(Referring expression pointing data)

◇ ◇ ◇

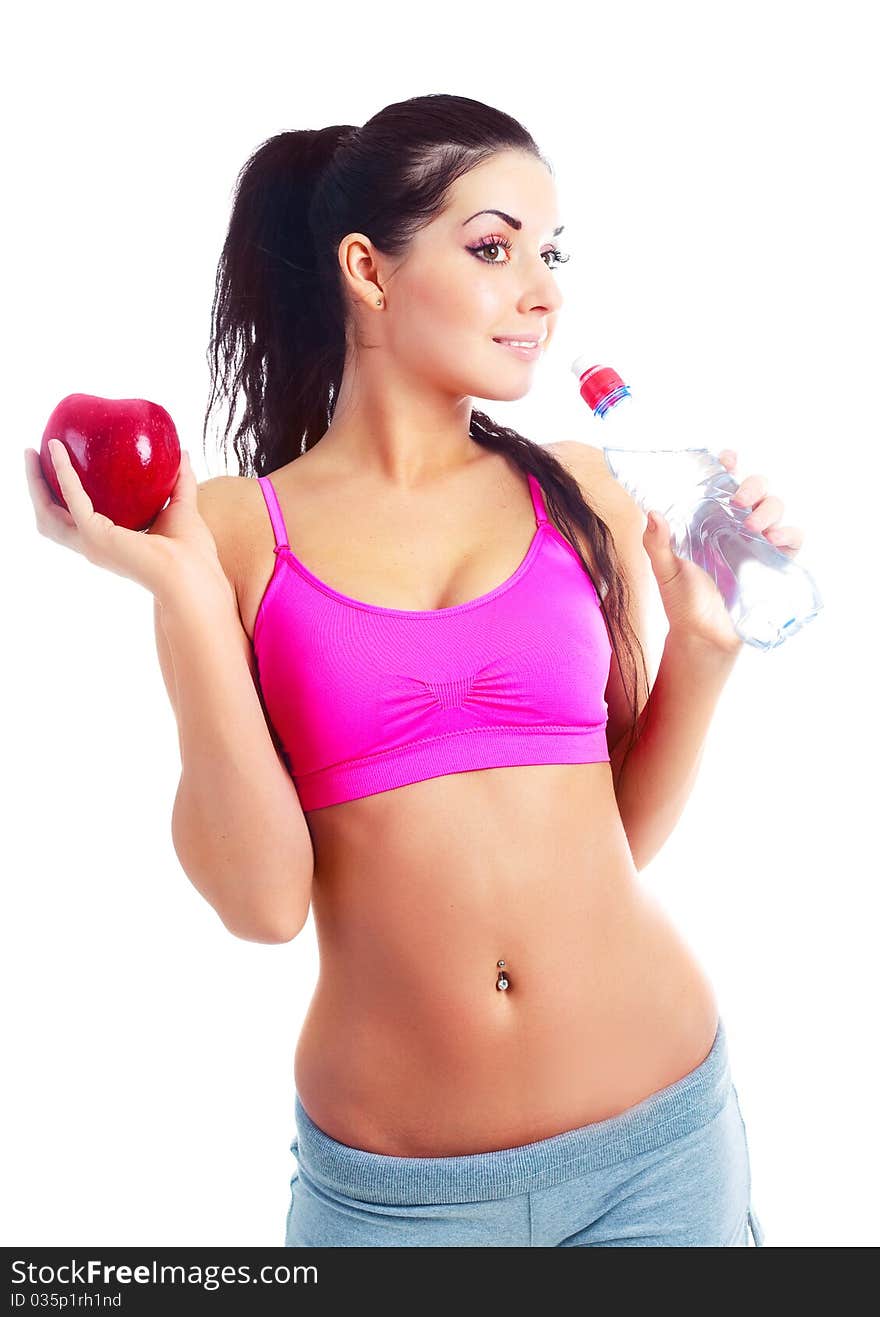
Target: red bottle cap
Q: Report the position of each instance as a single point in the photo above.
(597, 382)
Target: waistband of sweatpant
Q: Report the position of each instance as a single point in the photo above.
(667, 1114)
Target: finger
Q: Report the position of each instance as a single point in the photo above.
(764, 514)
(789, 539)
(75, 497)
(52, 518)
(751, 490)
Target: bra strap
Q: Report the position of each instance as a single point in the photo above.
(538, 499)
(274, 512)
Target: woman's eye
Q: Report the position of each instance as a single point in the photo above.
(495, 244)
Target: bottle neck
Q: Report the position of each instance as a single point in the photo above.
(611, 401)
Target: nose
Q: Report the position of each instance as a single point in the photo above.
(547, 296)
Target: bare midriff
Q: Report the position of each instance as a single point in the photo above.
(409, 1047)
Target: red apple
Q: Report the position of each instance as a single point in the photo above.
(125, 452)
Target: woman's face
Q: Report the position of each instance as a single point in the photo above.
(470, 277)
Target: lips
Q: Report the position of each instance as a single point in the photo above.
(528, 353)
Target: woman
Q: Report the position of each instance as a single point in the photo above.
(402, 667)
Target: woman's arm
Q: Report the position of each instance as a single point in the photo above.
(672, 727)
(237, 825)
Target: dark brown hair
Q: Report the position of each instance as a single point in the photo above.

◇ ◇ ◇

> What the task requires
Leave the images behind and write out every entry exactly.

> Response area
Target: red bottle cap
Q: Report the position of each instance as a single point in the photo above.
(597, 382)
Target: waistband of sweatpant
Q: Report the position of each instance as a single point in the photo above.
(667, 1114)
Target: finger
Q: Report the position of each instance as a single point in the photo above.
(764, 514)
(789, 539)
(75, 497)
(52, 518)
(751, 490)
Target: bra strap
Q: Report the position of each instance as a single point in the photo above.
(538, 499)
(274, 512)
Target: woman's eye
Q: Report the position of each instance as a single point in the photo above.
(495, 244)
Target: bottle neck
Q: Report the position of each instance as a single point in the photo above.
(611, 401)
Target: nose
Q: Report the position of each instance as a single point in the photo above.
(547, 296)
Target: bare midriff
Q: Report the position of each instance as a single point in the photo above.
(409, 1047)
Target: red apple
Q: Report the position of each instance as a single point in the photo above.
(125, 452)
Target: woman's face
Q: Report the position of each instance as a single point in the photo above.
(470, 277)
Target: lips
Q: Report the position of each instance as a single point in the photo above.
(528, 353)
Target: woman
Q: Report the position of each instance as a single point in the photo above.
(402, 667)
Target: woman's arm
Q: Report the position of each instance as a single point in the photo above.
(672, 727)
(237, 825)
Target: dark brown hair
Q: Report the position of each instance as a single point in the photo above.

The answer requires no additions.